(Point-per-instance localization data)
● ● ● ● ●

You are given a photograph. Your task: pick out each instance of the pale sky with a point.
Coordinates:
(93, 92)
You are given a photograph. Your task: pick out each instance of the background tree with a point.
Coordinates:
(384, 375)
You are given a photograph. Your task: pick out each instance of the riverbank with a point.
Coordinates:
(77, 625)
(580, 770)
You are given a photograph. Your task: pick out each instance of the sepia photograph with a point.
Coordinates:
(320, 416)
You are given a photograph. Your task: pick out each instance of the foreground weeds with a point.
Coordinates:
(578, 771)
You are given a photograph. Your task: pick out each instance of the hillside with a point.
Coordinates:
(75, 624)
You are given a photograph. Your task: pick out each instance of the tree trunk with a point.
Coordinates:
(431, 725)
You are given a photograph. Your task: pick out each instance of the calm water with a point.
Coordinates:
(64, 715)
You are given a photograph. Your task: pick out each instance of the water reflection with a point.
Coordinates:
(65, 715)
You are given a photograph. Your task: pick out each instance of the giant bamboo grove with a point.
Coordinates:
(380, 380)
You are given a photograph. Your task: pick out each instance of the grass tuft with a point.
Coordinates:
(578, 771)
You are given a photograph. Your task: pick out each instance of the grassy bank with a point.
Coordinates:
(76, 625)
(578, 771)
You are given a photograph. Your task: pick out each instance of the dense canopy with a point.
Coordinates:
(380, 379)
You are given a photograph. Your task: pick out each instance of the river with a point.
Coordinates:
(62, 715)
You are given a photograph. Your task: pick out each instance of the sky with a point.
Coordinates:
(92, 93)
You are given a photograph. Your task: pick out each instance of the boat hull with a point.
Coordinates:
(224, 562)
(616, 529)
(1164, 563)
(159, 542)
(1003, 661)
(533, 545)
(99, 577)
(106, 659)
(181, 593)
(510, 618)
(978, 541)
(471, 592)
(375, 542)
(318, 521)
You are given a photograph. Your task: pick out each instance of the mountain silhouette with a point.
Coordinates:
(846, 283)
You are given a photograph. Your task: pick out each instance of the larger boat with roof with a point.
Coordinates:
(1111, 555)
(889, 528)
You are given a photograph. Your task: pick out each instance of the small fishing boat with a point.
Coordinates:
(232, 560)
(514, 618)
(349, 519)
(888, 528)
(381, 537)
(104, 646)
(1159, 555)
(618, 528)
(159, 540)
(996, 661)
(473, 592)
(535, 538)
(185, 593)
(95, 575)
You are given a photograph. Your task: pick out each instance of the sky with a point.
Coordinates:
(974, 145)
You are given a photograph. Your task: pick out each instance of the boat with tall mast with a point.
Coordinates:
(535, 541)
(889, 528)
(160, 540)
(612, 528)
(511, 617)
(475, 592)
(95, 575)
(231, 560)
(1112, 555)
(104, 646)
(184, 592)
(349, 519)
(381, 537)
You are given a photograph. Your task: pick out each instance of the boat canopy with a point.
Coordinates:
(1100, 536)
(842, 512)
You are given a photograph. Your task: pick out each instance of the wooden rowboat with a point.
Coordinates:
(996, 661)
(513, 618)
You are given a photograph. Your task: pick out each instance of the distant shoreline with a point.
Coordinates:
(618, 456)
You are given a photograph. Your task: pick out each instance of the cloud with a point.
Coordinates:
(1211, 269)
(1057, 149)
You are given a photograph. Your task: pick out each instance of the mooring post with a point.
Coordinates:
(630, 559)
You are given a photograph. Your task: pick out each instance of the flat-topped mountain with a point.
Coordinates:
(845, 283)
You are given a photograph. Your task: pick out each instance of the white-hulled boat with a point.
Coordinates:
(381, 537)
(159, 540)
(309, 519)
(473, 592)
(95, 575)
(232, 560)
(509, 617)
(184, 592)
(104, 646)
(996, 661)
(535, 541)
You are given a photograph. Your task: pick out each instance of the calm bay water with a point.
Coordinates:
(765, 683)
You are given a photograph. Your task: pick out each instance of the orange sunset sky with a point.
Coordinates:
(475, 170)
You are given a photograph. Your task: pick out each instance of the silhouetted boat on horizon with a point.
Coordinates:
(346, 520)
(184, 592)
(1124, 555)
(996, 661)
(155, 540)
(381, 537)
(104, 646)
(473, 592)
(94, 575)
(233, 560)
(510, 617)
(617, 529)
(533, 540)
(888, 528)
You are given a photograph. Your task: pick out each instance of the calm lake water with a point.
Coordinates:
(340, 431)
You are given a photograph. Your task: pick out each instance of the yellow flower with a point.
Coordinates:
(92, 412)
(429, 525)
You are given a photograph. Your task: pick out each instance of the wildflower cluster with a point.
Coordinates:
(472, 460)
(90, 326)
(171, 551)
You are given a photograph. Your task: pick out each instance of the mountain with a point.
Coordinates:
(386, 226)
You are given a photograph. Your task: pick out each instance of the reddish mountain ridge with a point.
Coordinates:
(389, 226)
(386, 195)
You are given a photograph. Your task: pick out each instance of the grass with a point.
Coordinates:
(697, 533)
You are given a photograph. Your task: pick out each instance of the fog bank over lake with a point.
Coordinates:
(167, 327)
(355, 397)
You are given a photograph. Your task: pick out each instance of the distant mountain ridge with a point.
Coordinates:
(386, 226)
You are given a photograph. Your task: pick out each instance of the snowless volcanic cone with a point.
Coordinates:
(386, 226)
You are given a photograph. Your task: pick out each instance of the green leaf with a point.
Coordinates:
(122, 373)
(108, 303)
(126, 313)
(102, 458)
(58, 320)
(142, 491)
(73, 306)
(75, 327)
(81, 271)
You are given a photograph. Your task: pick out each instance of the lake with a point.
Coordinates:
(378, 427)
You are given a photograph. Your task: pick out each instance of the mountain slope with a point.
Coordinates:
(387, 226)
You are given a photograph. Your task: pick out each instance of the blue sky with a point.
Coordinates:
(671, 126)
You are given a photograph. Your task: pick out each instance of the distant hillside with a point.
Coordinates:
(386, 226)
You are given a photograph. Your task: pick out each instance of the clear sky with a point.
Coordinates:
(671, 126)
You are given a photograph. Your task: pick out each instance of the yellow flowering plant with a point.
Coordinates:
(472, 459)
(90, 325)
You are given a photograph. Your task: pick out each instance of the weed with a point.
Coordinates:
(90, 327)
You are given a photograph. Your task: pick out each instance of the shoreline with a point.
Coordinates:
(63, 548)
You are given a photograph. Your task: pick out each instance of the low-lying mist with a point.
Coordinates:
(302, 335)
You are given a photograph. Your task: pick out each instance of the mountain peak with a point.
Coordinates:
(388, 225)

● ● ● ● ●

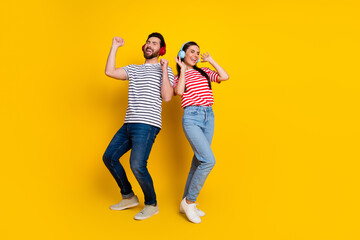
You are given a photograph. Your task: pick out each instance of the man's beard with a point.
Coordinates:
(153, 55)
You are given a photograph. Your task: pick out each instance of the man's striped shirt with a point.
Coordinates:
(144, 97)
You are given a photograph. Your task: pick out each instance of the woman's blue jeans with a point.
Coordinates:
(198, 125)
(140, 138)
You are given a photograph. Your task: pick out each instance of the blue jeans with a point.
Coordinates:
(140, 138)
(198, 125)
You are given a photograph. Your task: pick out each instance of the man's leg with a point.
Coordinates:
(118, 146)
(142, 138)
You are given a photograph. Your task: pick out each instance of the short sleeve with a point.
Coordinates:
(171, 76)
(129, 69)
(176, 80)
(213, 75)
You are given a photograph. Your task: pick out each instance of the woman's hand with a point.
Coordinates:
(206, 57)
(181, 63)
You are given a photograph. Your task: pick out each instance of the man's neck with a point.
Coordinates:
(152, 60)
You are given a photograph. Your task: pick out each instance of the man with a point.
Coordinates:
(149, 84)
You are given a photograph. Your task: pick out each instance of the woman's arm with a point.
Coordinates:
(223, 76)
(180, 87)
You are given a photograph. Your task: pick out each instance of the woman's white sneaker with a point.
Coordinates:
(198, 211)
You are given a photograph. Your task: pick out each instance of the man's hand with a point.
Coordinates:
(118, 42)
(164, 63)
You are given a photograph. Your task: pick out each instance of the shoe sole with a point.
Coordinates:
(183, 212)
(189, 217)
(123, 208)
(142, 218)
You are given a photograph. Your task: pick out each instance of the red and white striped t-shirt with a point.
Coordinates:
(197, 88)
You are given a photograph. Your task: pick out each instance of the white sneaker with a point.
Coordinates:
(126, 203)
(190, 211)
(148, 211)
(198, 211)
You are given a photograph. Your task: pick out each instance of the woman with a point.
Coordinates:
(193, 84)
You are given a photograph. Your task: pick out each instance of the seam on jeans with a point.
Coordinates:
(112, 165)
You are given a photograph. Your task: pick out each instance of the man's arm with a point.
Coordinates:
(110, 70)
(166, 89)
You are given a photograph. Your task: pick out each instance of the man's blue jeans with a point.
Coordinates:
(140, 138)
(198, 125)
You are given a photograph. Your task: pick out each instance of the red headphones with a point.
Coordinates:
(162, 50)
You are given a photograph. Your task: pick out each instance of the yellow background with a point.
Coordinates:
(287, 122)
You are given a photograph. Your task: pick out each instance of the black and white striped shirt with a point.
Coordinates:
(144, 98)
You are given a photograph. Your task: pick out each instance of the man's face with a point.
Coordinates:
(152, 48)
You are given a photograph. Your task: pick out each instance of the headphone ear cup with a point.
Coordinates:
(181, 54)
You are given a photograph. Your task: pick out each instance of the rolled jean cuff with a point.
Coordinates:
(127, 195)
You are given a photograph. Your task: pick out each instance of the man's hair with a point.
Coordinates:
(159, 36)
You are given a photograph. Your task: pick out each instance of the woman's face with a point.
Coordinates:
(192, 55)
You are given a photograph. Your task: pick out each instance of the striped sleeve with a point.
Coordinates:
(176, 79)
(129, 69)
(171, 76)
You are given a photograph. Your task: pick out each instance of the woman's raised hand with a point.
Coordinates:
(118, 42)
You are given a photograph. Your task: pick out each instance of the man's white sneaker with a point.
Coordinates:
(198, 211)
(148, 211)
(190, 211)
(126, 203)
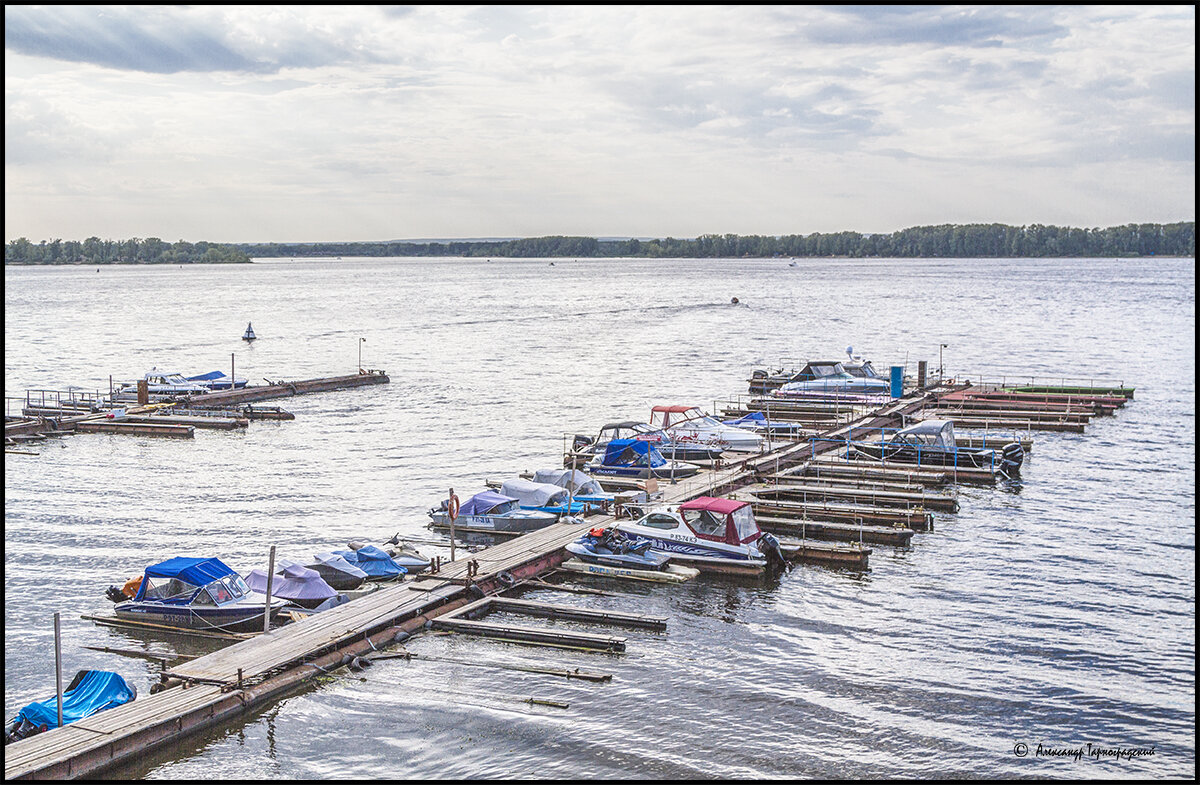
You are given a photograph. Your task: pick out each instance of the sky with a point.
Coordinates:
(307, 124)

● ● ● ● ●

YOUR TASK:
Go line by line through the data and copy any that contain "face".

OUTPUT:
You are given a photograph. Your task: pick out each instance of the man's face with a point.
You are given a photograph. Your task: pick out each instance of the woman's face with a point.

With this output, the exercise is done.